WORK INSTRUCTIONS »
In the records, find every line with the word "sunlight" and copy it out.

EXTRACTED MATERIAL »
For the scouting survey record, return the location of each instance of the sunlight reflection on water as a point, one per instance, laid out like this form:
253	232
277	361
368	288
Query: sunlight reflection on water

ANSWER TO THIS TASK »
For the scouting survey record, return the location of each instance of the sunlight reflection on water as a point, one per instance, laid out like this form:
Query: sunlight reflection on water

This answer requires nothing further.